• **BRANO DEL DOCUMENTO**
....................
Ordinanza di Cassazione Civile Sez. 2 Num. 16822 Anno 2025
Civile Ord. Sez. 2 Num. 16822 Anno 2025
Presidente: COGNOME
Relatore: COGNOME
Data pubblicazione: 23/06/2025
ORDINANZA
sul ricorso iscritto al n. 9801/2024 R.G. proposto da:
RAGIONE_SOCIALE elettivamente domiciliata in ROMA INDIRIZZO presso lo studio dell’avvocato COGNOME (CODICE_FISCALE che la rappresenta e difende
-ricorrente-
contro
RAGIONE_SOCIALE elettivamente domiciliata in CALTANISSETTA INDIRIZZO presso lo studio dell’avvocato COGNOME (CODICE_FISCALE che la rappresenta e difende
-controricorrente-
RAGIONE_SOCIALE
-intimati- avverso SENTENZA di CORTE D’APPELLO CALTANISSETTA n. 62/2023 depositata il 13/03/2023.
Udita la relazione svolta nella camera di consiglio del 14/03/2025 dal Consigliere NOME COGNOME
FATTI DI CAUSA
La RAGIONE_SOCIALE. (RAGIONE_SOCIALE, ha chiesto e ottenuto dal Tribunale di Caltanissetta, nei confronti di RAGIONE_SOCIALE, ingiunzione di pagamento per la somma di € 48.871,06 a titolo di corrispettivo per lavori edili.
....................
• **ESTRATTO DEI DATI**

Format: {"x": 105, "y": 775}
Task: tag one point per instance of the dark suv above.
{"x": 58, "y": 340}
....................
• **CONSEGNA A**
Quale sentenza viene impugnata con il ricorso su cui decide l'ordinanza della Cassazione?
• **CONSEGNA B**
In base all'ordinanza della Cassazione, spiega a quale titolo è stata chiesta l'ingiunzione di pagamento al Tribunale di Caltanissetta.
• **CONSEGNA C**
Riporta dall'ordinanza della Cassazione il passo che comincia con "Ordinanza di Cassazione" e prosegue fino a "depositata il 13/03/2023.".

• **RISPOSTA A**
La sentenza n. 62/2023 della Corte d'Appello di Caltanissetta, depositata il 13/03/2023.

• **RISPOSTA B**
L'ingiunzione di pagamento per la somma di € 48.871,06 è stata chiesta e ottenuta come corrispettivo per lavori edili.

• **RISPOSTA C**
Ordinanza di Cassazione Civile Sez. 2 Num. 16822 Anno 2025
Civile Ord. Sez. 2 Num. 16822 Anno 2025
Presidente: COGNOME
Relatore: COGNOME
Data pubblicazione: 23/06/2025
ORDINANZA
sul ricorso iscritto al n. 9801/2024 R.G. proposto da:
RAGIONE_SOCIALE elettivamente domiciliata in ROMA INDIRIZZO presso lo studio dell’avvocato COGNOME (CODICE_FISCALE che la rappresenta e difende
-ricorrente-
contro
RAGIONE_SOCIALE elettivamente domiciliata in CALTANISSETTA INDIRIZZO presso lo studio dell’avvocato COGNOME (CODICE_FISCALE che la rappresenta e difende
-controricorrente-
RAGIONE_SOCIALE
-intimati- avverso SENTENZA di CORTE D’APPELLO CALTANISSETTA n. 62/2023 depositata il 13/03/2023.